▸ **To-do list**
• 1. In the KVM patch thread, condense the paragraph beginning "arch/x86/kvm/vmx/tdx.c" into a short list that keeps its main facts.
• 2. Recast the data records as a numbered list, starting with the line that contains "In the scene depicted above, identify where the foliage" and going on through the last line of the data records, leaving out blank lines.

▸ **Document segment**
-- Begin --

Re: [PATCH v17 092/116] KVM: TDX: Handle TDX PV HLT hypercall

Isaku Yamahata <isaku.yamahata@xxxxxxxxxxxxxxx> · Tue, 9 Jan 2024 09:36:27 -0800



On Tue, Jan 09, 2024 at 08:21:13AM -0800,
Sean Christopherson <seanjc@xxxxxxxxxx> wrote:

> On Mon, Jan 08, 2024, Chao Gao wrote:
> > On Fri, Jan 05, 2024 at 03:05:12PM -0800, Sean Christopherson wrote:
> > >On Tue, Nov 07, 2023, isaku.yamahata@xxxxxxxxx wrote:
> > >> From: Isaku Yamahata <isaku.yamahata@xxxxxxxxx>
> > >> 
> > >> Wire up TDX PV HLT hypercall to the KVM backend function.
> > >> 
> > >> Signed-off-by: Isaku Yamahata <isaku.yamahata@xxxxxxxxx>
> > >> ---
> > >>  arch/x86/kvm/vmx/tdx.c | 42 +++++++++++++++++++++++++++++++++++++++++-
> > >>  arch/x86/kvm/vmx/tdx.h |  3 +++
> > >>  2 files changed, 44 insertions(+), 1 deletion(-)

-- End --

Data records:

-- Begin --

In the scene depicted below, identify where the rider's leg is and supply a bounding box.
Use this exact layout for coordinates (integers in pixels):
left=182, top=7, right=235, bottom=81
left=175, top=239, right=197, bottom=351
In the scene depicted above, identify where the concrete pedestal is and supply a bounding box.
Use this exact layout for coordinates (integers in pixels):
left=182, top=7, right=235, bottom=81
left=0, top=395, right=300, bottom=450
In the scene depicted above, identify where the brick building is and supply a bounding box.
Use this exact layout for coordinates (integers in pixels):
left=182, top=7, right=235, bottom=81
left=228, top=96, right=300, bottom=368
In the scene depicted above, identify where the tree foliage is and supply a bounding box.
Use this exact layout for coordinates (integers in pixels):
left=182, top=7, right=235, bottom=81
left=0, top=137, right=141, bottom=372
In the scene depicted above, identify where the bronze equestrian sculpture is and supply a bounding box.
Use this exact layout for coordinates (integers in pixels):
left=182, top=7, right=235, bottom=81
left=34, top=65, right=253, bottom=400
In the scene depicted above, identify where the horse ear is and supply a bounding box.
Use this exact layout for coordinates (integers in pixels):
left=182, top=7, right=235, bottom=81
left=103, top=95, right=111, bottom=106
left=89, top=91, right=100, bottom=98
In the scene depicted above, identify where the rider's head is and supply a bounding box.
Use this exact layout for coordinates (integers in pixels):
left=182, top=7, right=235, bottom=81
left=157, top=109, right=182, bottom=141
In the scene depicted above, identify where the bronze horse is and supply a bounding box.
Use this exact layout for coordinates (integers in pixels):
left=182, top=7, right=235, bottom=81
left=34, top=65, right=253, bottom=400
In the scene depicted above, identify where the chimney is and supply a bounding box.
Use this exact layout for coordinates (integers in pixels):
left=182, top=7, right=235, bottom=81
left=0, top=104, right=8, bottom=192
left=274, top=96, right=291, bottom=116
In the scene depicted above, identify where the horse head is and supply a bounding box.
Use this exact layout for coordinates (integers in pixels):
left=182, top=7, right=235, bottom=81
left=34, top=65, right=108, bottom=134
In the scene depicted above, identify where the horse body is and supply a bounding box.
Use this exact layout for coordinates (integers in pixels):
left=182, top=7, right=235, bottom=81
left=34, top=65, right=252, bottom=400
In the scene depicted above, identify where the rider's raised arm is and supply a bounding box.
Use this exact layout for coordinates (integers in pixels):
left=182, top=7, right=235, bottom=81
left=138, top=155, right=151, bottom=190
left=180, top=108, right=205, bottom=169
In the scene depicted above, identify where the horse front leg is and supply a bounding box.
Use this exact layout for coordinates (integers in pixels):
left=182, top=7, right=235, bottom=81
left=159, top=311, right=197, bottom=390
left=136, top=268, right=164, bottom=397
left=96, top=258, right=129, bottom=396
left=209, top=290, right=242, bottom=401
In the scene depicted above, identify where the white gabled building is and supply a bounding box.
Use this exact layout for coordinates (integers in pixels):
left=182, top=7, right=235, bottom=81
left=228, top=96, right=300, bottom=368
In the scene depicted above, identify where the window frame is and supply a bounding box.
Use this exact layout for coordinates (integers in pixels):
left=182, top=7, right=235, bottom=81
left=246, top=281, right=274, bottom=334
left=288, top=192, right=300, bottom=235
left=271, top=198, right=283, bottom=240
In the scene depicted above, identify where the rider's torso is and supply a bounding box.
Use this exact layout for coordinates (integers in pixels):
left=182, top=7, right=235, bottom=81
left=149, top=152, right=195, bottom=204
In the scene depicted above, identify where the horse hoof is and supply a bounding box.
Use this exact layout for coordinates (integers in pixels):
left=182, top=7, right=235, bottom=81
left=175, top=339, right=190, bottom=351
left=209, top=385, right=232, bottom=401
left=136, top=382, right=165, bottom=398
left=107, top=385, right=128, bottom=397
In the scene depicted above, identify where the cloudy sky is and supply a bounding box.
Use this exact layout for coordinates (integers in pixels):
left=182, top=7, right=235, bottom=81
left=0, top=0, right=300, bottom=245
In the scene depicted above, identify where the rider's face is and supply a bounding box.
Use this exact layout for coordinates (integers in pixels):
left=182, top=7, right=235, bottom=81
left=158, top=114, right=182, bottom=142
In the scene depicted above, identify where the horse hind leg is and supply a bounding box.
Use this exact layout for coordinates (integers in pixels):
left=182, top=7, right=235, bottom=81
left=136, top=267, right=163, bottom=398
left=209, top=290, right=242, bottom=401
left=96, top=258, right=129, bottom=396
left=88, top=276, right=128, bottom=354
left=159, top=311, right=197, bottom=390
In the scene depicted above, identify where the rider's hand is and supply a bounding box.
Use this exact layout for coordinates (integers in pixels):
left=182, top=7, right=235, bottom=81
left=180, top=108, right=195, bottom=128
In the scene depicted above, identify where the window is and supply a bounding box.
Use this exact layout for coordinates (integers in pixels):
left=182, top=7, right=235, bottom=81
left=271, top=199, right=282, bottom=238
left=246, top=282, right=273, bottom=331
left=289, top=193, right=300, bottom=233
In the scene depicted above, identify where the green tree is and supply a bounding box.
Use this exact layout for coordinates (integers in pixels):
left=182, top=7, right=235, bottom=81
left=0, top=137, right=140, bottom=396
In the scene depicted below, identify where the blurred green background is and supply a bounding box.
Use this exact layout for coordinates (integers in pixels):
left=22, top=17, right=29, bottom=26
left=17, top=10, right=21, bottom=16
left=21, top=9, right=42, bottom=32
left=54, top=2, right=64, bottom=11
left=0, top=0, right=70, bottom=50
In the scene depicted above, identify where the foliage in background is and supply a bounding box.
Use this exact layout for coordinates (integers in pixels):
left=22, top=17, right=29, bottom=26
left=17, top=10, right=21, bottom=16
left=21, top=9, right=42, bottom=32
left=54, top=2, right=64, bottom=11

-- End --

▸ **Task answers**
• 1.
- arch/x86/kvm/vmx/tdx.c: 42 lines changed
- arch/x86/kvm/vmx/tdx.h: 3 lines changed
- Total: 2 files changed, 44 insertions, 1 deletion

• 2.
1. In the scene depicted above, identify where the foliage in background is and supply a bounding box.
2. Use this exact layout for coordinates (integers in pixels):
3. left=22, top=17, right=29, bottom=26
4. left=17, top=10, right=21, bottom=16
5. left=21, top=9, right=42, bottom=32
6. left=54, top=2, right=64, bottom=11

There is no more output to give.